» Given passage:
=== Section Start ===
Question About Newer Pneumococcal Vaccines

Q: In May of 2014, I was in the hospital for inguinal hernia repair and was offered the Pneumovax® 23, which I had been wanting for some time but none of my doctors would approve it. I did not ask for the Pneumovax® 23 at this time; it was offered to me and I accepted. I recently requested the Prevnar® 13, but my doctor denied it because I am not yet 65 (I understand the usual guidelines). I do have chronic health issues, which I believe would be an exception to the guidelines. What I don’t understand is, why give one without the other? Why be protected by 23 but not the additional 13?

The Pneumovax® 23 and Prevnar® 13 vaccines have 12 serotypes or variations, in common, which protect you against over the same 12 variations of the illness. Prevnar® 13 covers one more serotype, and Pneumovax® 23 covers 11 more serotypes. If you get immunized with Prevnar® 13 you are only getting 1 new serotype compared to the older vaccine.

What’s the main difference between the two vaccines? Although you don’t get as broad of coverage because of only 13 serotypes compared to 23 serotypes, the immune response from the Prevnar® 13 has been shown to be is a little bit better than with the Pneumovax® 23.

The Prevnar® 13 vaccine is recommended for all adults 65 years and older, but for younger adults ONLY IF you have a medical condition that causes you to be immunocompromised, such as removal of your spleen, HIV infection, organ transplant, chronic kidney failure, or long term use of immunosuppressive drugs like cortisone or Humira®. If you have one of those conditions, the Prevnar® 13 would give you a little better protection.

Since you received the Pneumovax® 23 before age 65, you should get another dose of it at or after age 65. However, for the best protection you should wait at least 11months or 1 year before getting the other pneumococcal vaccine. This means that if you get the Prevnar® 13 at age 65, you should wait a year before getting the Pneumovax® 23.

According to the Centers for Disease Control and Prevention (CDC), the maximum number of pneumococcal vaccines needed three: up to 2 doses of the older Pneumovax® 23 vaccine and only 1 dose of the Prevnar® 13. Most pharmacies carry both vaccines and can administer them to you. If your doctor declines to give you Prevnar®13, you have the option of going to your local pharmacy and having them give it to you.
=== Section End ===
» Prompt A: In the pneumococcal vaccine Q&A, how many serotypes do Pneumovax® 23 and Prevnar® 13 have in common?
» Prompt B: Condense the paragraph of the pneumococcal vaccine Q&A that begins "The Prevnar® 13 vaccine is recommended for all adults" into a short bulleted list that keeps its main facts.
» Prompt C: Reproduce the pneumococcal vaccine Q&A word for word between "Question About Newer" and "the additional 13?", inclusive.

(Region pointing data)
=== Section Start ===
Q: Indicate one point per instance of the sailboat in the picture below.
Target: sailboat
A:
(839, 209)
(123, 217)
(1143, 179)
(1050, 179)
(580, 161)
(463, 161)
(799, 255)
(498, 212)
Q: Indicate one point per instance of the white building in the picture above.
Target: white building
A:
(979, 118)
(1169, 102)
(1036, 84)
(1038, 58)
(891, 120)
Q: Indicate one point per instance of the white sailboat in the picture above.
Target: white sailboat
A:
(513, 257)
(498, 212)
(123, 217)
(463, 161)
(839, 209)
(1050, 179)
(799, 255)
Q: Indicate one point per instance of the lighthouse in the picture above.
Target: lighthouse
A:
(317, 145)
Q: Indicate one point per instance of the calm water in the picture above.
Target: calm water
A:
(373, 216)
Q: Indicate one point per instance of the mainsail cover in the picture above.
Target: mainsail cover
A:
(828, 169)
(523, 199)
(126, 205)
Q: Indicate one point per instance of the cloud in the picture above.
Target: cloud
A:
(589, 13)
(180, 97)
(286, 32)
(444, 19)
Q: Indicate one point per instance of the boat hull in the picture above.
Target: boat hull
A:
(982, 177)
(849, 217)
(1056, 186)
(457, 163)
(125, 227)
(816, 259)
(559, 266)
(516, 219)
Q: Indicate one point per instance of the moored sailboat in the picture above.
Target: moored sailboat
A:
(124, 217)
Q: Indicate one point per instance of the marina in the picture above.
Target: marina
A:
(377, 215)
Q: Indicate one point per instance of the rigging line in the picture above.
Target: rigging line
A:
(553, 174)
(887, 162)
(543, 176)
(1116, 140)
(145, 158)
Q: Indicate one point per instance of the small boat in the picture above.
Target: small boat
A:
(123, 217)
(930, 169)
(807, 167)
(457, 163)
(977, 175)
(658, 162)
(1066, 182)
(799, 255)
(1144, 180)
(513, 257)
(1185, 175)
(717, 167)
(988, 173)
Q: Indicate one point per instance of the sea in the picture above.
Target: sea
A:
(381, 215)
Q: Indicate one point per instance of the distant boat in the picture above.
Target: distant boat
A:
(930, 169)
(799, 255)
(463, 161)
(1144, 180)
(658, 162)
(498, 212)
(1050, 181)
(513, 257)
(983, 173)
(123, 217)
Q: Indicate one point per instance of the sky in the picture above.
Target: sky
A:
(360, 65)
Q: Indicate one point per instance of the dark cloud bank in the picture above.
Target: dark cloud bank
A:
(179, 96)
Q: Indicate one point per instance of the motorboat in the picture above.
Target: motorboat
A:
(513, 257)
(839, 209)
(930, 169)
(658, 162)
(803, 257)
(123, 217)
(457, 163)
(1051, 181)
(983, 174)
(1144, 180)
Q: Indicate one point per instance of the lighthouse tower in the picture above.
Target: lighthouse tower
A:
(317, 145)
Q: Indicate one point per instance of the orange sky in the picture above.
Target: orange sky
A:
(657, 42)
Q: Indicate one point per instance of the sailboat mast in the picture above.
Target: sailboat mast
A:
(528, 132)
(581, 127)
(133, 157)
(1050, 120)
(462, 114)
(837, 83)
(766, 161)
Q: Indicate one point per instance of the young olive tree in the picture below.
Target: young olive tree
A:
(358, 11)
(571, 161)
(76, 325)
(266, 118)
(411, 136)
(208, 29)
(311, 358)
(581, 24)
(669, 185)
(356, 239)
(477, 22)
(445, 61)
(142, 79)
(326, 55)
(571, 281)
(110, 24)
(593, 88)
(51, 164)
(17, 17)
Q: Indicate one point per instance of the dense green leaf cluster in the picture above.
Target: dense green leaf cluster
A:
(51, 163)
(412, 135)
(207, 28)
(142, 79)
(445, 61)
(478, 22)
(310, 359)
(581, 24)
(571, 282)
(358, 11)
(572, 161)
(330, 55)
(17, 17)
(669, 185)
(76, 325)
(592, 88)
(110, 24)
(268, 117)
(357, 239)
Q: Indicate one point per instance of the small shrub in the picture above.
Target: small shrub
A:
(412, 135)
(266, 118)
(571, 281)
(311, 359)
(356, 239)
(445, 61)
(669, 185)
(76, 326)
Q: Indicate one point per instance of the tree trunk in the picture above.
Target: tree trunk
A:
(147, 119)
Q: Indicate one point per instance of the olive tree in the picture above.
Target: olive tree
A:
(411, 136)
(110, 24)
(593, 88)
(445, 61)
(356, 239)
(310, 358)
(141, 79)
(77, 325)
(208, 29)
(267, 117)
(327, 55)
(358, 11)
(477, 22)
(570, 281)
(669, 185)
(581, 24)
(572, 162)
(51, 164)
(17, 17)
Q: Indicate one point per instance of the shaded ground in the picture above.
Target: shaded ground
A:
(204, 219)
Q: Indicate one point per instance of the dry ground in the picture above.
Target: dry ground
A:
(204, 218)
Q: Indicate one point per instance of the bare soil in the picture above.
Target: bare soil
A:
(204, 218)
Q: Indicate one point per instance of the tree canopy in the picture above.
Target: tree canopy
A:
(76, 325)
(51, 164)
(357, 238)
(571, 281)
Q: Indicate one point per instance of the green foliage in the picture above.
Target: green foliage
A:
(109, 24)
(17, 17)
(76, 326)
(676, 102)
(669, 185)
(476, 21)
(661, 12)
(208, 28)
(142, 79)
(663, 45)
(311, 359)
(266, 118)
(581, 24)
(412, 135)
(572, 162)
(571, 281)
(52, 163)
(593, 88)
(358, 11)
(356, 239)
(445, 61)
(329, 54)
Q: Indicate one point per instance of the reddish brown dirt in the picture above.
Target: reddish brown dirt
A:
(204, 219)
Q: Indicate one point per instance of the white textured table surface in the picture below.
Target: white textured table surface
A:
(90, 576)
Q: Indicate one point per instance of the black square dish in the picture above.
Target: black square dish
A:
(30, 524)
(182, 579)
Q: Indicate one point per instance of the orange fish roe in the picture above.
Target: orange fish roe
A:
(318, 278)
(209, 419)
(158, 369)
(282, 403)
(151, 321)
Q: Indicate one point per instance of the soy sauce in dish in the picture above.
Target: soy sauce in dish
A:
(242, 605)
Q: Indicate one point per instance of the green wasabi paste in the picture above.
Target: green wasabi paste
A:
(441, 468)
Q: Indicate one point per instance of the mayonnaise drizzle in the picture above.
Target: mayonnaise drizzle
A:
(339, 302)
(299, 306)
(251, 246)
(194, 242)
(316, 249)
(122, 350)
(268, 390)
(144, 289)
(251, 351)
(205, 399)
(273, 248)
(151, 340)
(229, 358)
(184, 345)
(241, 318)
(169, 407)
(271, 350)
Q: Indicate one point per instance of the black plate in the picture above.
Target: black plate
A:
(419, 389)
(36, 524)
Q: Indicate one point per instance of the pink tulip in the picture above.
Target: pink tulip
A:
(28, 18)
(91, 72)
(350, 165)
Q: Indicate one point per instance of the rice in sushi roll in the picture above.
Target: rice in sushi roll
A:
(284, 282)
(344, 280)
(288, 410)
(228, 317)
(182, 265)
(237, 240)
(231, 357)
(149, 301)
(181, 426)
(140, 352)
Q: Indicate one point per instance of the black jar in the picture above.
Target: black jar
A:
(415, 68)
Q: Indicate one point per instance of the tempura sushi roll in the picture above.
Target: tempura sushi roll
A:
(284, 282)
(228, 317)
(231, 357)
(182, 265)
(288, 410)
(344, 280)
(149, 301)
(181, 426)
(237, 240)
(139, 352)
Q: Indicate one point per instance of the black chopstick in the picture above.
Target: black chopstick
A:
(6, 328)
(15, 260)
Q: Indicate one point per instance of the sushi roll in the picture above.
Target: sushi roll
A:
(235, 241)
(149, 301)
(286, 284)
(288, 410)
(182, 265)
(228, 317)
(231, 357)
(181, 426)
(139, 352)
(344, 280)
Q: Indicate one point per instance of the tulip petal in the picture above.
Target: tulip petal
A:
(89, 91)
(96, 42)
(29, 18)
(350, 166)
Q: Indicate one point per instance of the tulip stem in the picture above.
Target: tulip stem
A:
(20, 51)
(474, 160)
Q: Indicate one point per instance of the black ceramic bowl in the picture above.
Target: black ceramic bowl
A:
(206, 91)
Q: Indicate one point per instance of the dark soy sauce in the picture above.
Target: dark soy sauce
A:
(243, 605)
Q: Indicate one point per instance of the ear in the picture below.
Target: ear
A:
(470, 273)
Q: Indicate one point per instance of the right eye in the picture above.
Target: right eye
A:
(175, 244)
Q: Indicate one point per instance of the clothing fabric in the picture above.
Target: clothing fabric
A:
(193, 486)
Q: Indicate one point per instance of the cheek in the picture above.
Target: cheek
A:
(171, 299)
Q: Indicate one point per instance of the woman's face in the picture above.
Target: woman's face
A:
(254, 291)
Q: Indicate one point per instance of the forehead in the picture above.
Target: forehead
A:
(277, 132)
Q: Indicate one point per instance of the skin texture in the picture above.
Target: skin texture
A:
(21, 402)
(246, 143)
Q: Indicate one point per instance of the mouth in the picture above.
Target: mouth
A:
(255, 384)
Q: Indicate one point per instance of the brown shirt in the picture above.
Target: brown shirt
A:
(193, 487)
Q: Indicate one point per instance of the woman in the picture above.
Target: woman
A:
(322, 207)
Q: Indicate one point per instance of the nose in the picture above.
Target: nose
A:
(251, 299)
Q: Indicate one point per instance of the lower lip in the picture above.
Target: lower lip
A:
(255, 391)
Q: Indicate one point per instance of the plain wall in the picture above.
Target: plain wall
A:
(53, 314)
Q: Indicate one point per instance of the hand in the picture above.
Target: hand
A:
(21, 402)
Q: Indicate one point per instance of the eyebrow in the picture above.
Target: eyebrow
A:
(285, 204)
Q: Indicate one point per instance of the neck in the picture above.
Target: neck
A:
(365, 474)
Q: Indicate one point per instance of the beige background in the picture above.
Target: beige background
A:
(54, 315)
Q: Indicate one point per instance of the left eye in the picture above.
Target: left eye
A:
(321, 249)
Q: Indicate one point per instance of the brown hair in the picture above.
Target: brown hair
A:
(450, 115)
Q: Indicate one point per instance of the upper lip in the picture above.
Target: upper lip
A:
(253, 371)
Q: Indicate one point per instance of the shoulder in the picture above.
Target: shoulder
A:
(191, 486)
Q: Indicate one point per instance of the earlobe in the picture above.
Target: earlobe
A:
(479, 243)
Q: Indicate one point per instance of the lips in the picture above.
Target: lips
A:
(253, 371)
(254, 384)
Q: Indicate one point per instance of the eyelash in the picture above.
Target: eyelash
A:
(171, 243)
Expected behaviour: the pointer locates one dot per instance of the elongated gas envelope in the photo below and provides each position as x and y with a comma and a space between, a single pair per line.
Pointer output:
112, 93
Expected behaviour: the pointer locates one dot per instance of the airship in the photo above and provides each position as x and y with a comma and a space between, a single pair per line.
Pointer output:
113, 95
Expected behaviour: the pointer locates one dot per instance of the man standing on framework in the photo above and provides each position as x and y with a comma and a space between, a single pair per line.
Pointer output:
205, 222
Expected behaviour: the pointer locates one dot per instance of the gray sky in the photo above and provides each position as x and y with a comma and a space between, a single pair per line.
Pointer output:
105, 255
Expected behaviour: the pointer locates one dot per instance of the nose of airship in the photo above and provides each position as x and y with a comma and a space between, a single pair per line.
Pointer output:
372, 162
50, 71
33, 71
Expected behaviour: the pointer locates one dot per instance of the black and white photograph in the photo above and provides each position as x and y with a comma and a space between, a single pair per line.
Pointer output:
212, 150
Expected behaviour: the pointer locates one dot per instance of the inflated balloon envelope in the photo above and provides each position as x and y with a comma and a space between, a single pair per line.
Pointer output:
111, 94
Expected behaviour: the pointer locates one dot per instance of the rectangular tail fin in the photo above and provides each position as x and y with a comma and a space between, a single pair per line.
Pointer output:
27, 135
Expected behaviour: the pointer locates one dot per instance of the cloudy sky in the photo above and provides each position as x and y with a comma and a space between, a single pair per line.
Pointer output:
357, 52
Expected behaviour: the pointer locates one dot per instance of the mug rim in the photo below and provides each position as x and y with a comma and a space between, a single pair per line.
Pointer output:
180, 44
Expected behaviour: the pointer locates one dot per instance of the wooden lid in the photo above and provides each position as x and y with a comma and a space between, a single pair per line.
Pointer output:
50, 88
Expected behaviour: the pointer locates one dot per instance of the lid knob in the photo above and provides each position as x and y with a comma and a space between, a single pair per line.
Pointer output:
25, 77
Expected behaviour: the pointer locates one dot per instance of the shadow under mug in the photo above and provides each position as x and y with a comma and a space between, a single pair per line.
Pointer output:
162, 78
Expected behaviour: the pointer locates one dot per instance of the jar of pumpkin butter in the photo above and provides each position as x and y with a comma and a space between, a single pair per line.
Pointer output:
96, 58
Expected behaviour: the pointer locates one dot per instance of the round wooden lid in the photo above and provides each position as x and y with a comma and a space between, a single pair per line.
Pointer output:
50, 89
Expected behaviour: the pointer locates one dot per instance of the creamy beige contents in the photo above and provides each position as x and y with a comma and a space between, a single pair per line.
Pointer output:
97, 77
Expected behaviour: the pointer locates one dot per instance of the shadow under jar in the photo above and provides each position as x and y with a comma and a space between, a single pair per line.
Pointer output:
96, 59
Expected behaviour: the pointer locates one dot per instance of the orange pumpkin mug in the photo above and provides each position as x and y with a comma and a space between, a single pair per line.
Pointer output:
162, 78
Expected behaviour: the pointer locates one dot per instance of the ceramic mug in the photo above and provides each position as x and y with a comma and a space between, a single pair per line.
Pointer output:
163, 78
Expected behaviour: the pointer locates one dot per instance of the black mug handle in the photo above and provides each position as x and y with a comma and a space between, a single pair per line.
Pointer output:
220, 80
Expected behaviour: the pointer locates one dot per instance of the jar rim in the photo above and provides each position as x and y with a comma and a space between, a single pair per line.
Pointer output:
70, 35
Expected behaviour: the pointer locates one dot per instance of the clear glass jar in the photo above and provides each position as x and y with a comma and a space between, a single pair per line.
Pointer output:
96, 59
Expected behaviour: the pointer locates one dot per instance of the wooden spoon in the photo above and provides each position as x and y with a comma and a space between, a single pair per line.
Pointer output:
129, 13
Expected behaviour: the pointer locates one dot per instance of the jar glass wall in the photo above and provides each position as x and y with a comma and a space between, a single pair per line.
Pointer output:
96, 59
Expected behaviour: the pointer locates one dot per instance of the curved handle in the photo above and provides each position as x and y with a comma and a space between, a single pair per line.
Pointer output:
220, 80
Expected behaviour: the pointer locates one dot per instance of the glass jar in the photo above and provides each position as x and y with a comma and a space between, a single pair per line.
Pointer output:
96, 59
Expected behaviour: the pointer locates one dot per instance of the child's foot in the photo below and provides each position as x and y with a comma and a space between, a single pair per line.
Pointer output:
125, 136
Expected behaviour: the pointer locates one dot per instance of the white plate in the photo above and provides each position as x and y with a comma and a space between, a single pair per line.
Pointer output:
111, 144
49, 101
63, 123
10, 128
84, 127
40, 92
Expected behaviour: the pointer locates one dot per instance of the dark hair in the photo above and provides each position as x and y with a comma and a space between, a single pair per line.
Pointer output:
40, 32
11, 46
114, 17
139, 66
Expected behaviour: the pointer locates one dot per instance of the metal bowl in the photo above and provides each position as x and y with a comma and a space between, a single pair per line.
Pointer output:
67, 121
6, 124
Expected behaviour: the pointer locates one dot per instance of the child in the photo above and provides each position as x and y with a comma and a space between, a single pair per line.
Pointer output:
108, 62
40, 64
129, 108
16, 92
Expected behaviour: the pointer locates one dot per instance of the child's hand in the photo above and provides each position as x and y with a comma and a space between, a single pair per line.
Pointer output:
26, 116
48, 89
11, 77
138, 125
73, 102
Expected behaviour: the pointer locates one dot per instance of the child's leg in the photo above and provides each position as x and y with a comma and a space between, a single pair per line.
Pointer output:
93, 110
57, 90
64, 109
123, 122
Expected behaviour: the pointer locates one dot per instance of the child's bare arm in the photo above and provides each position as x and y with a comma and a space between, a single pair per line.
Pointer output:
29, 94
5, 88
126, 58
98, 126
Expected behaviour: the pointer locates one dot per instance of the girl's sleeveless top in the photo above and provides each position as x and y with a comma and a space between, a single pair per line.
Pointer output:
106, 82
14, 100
=== Section End ===
» Answer A: 12

» Answer B:
- Prevnar® 13 is recommended for all adults 65 years and older.
- Younger adults should get it only if a medical condition makes them immunocompromised. Examples are removal of the spleen, HIV infection, organ transplant, chronic kidney failure, or long-term use of immunosuppressive drugs such as cortisone or Humira®.
- For people with one of those conditions, Prevnar® 13 gives a little better protection.

» Answer C:
Question About Newer Pneumococcal Vaccines

Q: In May of 2014, I was in the hospital for inguinal hernia repair and was offered the Pneumovax® 23, which I had been wanting for some time but none of my doctors would approve it. I did not ask for the Pneumovax® 23 at this time; it was offered to me and I accepted. I recently requested the Prevnar® 13, but my doctor denied it because I am not yet 65 (I understand the usual guidelines). I do have chronic health issues, which I believe would be an exception to the guidelines. What I don’t understand is, why give one without the other? Why be protected by 23 but not the additional 13?